In public procurement, goods refers to tangible products or materials to be supplied. This can range from office supplies and equipment to medical devices or vehicles. “Goods” contracts (sometimes called supplies contracts) are distinguished from services or works contracts – they involve purchasing physical items that can be delivered to the buyer.

Green Public Procurement (GPP)

The practice of integrating environmental considerations into public purchasing. In green procurement, authorities choose products, services, or works with a reduced environmental impact throughout their life-cycle. For example, including criteria for energy efficiency, recycled content, or low emissions in a tender is GPP. This is a component of sustainable procurement, aiming to use the government’s buying power to support environmental goals.

Innovation partnership

A special EU procurement procedure designed for cases where the buyer needs an innovative product or solution that is not available on the market yet. The procedure allows the contracting authority to select one or more partners to research and develop a new solution collaboratively, and then purchase the resulting product or service from that partner if it meets the needs. Essentially, it combines R&D with procurement – the authority “partners” with a provider to innovate and then implements the innovation.

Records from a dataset
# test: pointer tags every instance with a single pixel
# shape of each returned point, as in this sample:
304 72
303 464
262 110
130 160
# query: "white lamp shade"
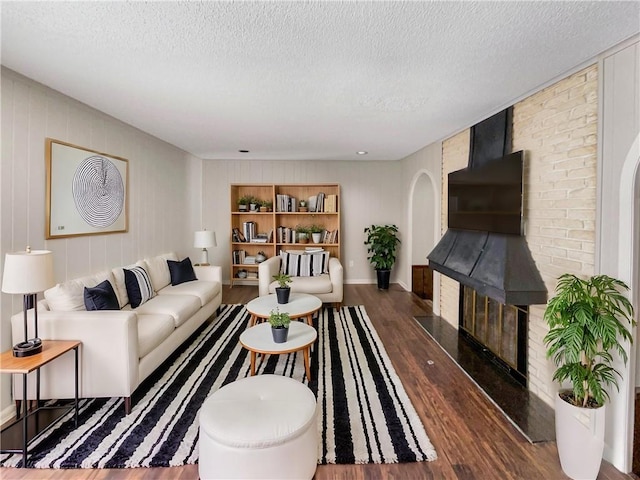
205 239
28 272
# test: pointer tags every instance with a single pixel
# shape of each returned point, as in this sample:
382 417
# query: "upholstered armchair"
328 287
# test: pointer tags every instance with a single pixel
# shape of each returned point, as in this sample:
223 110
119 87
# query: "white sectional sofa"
120 348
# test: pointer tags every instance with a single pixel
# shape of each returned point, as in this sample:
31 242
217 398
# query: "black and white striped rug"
366 416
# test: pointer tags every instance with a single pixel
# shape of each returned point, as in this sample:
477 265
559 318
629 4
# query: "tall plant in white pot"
588 320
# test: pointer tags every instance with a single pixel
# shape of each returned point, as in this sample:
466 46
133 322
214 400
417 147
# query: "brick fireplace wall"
557 127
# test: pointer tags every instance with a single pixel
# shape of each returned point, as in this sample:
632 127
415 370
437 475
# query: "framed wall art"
87 191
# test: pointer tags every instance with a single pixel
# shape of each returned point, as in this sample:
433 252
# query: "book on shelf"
249 230
320 202
330 236
286 203
237 236
238 257
331 204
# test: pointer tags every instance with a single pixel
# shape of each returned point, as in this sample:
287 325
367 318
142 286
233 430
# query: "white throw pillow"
158 270
69 296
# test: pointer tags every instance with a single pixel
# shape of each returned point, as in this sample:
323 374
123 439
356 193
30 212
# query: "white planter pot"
580 439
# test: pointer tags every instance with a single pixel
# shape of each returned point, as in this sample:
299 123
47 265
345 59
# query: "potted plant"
283 290
588 320
279 325
382 242
243 203
316 232
303 233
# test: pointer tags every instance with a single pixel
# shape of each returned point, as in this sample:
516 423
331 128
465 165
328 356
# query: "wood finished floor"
472 438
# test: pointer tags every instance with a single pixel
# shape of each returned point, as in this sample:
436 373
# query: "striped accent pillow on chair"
138 285
304 265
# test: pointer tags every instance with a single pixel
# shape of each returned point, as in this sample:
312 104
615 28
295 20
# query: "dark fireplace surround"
498 269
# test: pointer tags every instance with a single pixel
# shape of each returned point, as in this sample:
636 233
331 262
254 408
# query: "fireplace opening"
497 330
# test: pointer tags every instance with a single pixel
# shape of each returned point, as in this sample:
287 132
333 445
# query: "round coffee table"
258 339
300 305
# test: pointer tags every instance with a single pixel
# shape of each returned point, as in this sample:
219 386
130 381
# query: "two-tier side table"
51 349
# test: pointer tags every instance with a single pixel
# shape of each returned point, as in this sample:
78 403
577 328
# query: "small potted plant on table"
283 290
588 320
279 325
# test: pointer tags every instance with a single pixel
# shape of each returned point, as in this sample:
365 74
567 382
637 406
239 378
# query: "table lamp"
28 273
205 239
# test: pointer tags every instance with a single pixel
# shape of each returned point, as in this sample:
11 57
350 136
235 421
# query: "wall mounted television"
488 198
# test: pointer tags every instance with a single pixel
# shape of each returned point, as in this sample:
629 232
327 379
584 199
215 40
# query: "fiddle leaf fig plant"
382 241
588 319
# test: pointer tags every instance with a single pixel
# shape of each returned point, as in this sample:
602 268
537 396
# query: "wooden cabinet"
255 231
422 281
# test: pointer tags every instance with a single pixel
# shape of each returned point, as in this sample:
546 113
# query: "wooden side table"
300 305
51 349
258 339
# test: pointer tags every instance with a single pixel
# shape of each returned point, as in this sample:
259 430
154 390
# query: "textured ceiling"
305 80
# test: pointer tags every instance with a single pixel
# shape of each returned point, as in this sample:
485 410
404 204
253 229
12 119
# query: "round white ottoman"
259 427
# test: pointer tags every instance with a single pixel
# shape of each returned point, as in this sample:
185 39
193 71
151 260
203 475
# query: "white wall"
371 193
161 204
422 180
615 250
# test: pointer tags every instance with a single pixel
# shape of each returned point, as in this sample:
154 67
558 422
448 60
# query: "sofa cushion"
159 270
321 284
139 287
204 290
181 272
101 297
69 296
180 307
153 329
119 285
304 265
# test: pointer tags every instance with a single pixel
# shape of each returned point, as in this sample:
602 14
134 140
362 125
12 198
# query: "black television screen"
488 198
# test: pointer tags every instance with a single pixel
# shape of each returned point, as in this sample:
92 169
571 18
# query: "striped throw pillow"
138 285
304 265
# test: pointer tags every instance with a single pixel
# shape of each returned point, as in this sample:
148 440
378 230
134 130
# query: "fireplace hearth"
498 331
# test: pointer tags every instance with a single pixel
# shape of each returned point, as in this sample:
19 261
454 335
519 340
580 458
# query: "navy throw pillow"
139 288
181 272
101 297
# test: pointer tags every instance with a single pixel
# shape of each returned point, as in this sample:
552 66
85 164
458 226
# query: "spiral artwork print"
98 191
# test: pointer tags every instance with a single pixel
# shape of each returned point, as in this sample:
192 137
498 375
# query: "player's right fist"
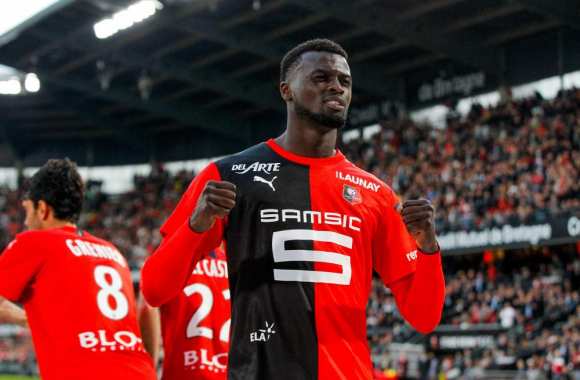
216 201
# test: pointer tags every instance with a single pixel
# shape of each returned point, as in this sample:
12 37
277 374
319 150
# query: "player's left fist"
419 217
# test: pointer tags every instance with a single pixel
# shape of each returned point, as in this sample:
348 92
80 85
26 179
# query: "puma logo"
269 183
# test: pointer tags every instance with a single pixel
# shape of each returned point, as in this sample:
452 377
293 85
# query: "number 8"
112 289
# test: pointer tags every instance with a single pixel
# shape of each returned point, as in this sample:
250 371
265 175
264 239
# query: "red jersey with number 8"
79 299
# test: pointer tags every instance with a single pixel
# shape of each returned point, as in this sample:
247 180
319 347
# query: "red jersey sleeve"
394 249
167 270
188 201
19 263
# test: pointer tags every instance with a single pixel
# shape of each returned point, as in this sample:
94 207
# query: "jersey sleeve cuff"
438 251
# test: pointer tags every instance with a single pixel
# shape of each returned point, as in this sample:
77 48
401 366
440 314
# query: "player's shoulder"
84 235
349 172
35 235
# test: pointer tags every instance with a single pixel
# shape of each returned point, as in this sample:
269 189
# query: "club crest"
351 195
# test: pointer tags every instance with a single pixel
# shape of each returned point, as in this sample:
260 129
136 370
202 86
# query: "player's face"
321 88
33 217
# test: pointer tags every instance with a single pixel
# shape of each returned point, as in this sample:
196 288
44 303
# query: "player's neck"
305 139
56 223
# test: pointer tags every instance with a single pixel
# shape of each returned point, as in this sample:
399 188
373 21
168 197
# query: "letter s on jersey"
281 254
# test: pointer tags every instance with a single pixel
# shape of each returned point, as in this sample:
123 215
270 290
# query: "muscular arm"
167 270
150 324
420 296
195 227
10 313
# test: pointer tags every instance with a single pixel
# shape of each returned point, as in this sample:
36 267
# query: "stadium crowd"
535 309
517 162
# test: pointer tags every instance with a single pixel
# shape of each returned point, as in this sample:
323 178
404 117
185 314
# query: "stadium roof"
199 78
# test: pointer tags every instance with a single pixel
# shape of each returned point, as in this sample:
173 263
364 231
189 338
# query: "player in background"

* **Task to carry out**
Continue the public procurement glossary from the point where it stops.

* **Result below**
Invitation to Tender (ITT)

A formal invitation to qualified suppliers to submit a bid for a contract. In an open procedure, the contract notice itself serves as an open invitation. In a two-stage process (like a restricted procedure), only the shortlisted candidates receive the ITT. The ITT usually comes as a document (or set of documents) that includes all instructions for preparing the tender, the specifications, criteria, and deadlines. (Sometimes also called Request for Tender or Call for Tender.)

Joint Venture (JV)

In procurement, this refers to an association of businesses that team up to submit a bid together – essentially the same as a consortium. The JV members agree to jointly fulfill the contract if they win, each contributing skills or capacity. This approach is often used if the contract scope is too large or diverse for one firm alone. A joint venture might be formalized as a new legal entity or operate under a cooperation agreement. In any case, the tender usually requires JV bidders to designate a lead partner and collectively meet the requirements. See also: Consortium.

Joint procurement

A situation where two or more contracting authorities collaborate to conduct a procurement together. They issue one combined tender for their collective needs, rather than separate tenders. Joint procurement can lead to economies of scale and reduced administrative cost – for example, several hospitals might do a joint procurement of medical supplies under one lead buyer. In a joint tender, one notice is published on behalf of all participating authorities, and it results in one set of contract awards covering all participants.

Key Performance Indicator (KPI)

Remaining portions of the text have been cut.